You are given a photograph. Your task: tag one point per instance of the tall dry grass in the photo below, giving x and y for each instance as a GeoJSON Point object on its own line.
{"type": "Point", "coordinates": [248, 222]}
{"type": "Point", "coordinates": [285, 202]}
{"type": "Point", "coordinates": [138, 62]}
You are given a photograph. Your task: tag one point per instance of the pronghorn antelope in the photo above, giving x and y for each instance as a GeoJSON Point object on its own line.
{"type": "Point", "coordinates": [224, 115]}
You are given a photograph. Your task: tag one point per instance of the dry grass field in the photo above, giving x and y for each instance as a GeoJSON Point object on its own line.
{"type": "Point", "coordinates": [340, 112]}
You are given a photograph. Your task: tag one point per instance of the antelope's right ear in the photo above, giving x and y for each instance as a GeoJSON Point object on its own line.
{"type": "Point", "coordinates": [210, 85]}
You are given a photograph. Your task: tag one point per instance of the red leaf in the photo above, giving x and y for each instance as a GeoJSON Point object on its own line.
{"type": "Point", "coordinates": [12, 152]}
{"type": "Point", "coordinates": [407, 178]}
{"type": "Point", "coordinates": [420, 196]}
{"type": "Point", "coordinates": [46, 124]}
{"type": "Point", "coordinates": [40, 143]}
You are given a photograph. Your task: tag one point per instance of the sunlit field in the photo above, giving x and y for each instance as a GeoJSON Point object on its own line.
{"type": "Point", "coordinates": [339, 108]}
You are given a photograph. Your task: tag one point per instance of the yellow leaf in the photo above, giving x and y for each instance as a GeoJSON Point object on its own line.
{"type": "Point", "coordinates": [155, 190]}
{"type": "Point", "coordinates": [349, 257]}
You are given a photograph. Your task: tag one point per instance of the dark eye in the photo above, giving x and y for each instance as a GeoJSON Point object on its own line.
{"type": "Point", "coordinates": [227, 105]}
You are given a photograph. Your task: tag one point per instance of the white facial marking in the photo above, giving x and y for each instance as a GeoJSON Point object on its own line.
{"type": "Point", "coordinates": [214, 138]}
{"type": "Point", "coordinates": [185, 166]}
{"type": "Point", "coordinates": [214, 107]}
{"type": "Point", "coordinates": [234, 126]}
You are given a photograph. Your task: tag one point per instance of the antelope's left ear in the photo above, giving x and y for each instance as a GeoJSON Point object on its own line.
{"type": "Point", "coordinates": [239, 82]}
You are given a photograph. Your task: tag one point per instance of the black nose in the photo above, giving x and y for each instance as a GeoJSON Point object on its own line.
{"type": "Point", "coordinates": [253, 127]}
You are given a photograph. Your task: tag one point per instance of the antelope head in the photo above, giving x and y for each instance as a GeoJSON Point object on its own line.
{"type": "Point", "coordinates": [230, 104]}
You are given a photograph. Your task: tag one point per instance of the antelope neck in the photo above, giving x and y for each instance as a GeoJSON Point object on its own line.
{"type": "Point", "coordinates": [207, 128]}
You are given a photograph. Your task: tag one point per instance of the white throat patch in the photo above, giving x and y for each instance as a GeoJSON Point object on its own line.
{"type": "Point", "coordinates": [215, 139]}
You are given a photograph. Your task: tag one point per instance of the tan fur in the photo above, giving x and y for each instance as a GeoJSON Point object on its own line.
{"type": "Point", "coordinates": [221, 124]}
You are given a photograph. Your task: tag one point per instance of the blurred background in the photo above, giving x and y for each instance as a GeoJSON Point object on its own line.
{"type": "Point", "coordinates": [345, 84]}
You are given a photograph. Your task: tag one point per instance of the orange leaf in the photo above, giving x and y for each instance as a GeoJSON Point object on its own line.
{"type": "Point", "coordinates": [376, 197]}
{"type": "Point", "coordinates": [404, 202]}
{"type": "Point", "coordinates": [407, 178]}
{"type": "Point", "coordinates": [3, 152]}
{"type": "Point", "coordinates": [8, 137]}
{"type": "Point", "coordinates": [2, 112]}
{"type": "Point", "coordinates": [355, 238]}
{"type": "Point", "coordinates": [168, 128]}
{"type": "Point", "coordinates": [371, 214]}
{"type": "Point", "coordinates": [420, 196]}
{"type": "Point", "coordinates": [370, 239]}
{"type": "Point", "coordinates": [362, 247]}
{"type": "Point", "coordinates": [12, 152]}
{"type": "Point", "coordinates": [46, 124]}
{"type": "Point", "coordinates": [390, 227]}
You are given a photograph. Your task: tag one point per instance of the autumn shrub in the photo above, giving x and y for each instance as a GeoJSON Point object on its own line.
□ □ □ □ □ □ □
Nothing but the full listing, copied exactly, belongs in the answer.

You are given a photograph. Your task: tag one point per instance of the tall dry grass in the photo below, giving x and y for each instance as a GeoJSON Point object on its own line.
{"type": "Point", "coordinates": [248, 222]}
{"type": "Point", "coordinates": [285, 202]}
{"type": "Point", "coordinates": [138, 62]}
You are given a photograph. Your task: tag one point per instance of the pronghorn antelope in the photo above, giving x and y for each instance as a GeoJSON Point object on its own line.
{"type": "Point", "coordinates": [224, 115]}
You are given a photograph. Your task: tag one point per instance of the dry grass field in the photo above, giving x and y for each instance as a GeoJSON Point object on its own line.
{"type": "Point", "coordinates": [340, 112]}
You are given a photograph. Your task: tag one point per instance of the antelope's right ear in the photo above, giving x and y for each instance as a GeoJSON Point object on its own line.
{"type": "Point", "coordinates": [210, 85]}
You are given a photograph. Your task: tag one point per instance of the red leaf in the photo above, giving x and y for each instance as a GeoJSON Point object on its own line.
{"type": "Point", "coordinates": [12, 152]}
{"type": "Point", "coordinates": [407, 178]}
{"type": "Point", "coordinates": [420, 196]}
{"type": "Point", "coordinates": [46, 124]}
{"type": "Point", "coordinates": [40, 143]}
You are given a photograph. Your task: tag one point per instance of the sunlit field in the photo above, giving x and y for each instance as a GeoJSON Point object on its own line.
{"type": "Point", "coordinates": [339, 108]}
You are given a photograph. Your task: tag one point per instance of the yellow leaf in the photo above, giving x and y for each instance as a GeoJSON Point object on its own line.
{"type": "Point", "coordinates": [155, 190]}
{"type": "Point", "coordinates": [349, 257]}
You are given a photograph. Your task: tag one point per instance of the dark eye in the photo above, giving x and y for each instance as a GeoJSON Point object on its own line.
{"type": "Point", "coordinates": [227, 105]}
You are given a photograph. Your task: tag one point per instance of the white facial marking in the photo above, giving x and y for each instance as a GeoJSON Point object on its own line.
{"type": "Point", "coordinates": [214, 138]}
{"type": "Point", "coordinates": [185, 166]}
{"type": "Point", "coordinates": [214, 107]}
{"type": "Point", "coordinates": [234, 126]}
You are given a photograph. Your task: tag one point per instance of the antelope's left ear in the photo above, giving x and y for each instance as a GeoJSON Point object on its own line.
{"type": "Point", "coordinates": [239, 82]}
You are given a photograph. Your task: tag one point per instance of the black nose in the photo above, giving x and y for each instance as a GeoJSON Point object on its own line.
{"type": "Point", "coordinates": [253, 127]}
You are given a photograph. Your task: tag one point per instance of the antelope head in the photo above, giving x and y for each instance as a GeoJSON Point object on its own line.
{"type": "Point", "coordinates": [230, 104]}
You are given a photograph. Your task: tag one point per instance of the antelope neck in the photo above, giving x and y for each instance as a GeoJSON Point object on its own line.
{"type": "Point", "coordinates": [207, 128]}
You are given a photograph. Your task: tag one point per instance of the white throat patch in the photo above, giving x and y for each instance as a GeoJSON Point object on its own line.
{"type": "Point", "coordinates": [215, 139]}
You are given a photograph. Your task: tag one point per instance of the tan fur in the photo above, giving x and y for each instance as a GeoJSON Point object on its own line.
{"type": "Point", "coordinates": [221, 124]}
You are given a photograph. Your task: tag one point per instance of the blurred background in the photo above, giving x and y for each instance as a GeoJSON Point object on its own line.
{"type": "Point", "coordinates": [345, 84]}
You are given a photograph. Your task: tag one point per instance of the orange leaf in the photo above, giving x and y for each instance as a GeoJSON Point object on its own line.
{"type": "Point", "coordinates": [376, 197]}
{"type": "Point", "coordinates": [404, 202]}
{"type": "Point", "coordinates": [407, 178]}
{"type": "Point", "coordinates": [3, 152]}
{"type": "Point", "coordinates": [8, 137]}
{"type": "Point", "coordinates": [2, 112]}
{"type": "Point", "coordinates": [355, 238]}
{"type": "Point", "coordinates": [168, 128]}
{"type": "Point", "coordinates": [371, 214]}
{"type": "Point", "coordinates": [420, 196]}
{"type": "Point", "coordinates": [370, 239]}
{"type": "Point", "coordinates": [362, 247]}
{"type": "Point", "coordinates": [12, 152]}
{"type": "Point", "coordinates": [46, 124]}
{"type": "Point", "coordinates": [390, 227]}
You are given a photograph. Your task: tag one point per instance of the autumn shrub in the photo above, giving x and y for each instance as a GeoJSON Point object on its own line.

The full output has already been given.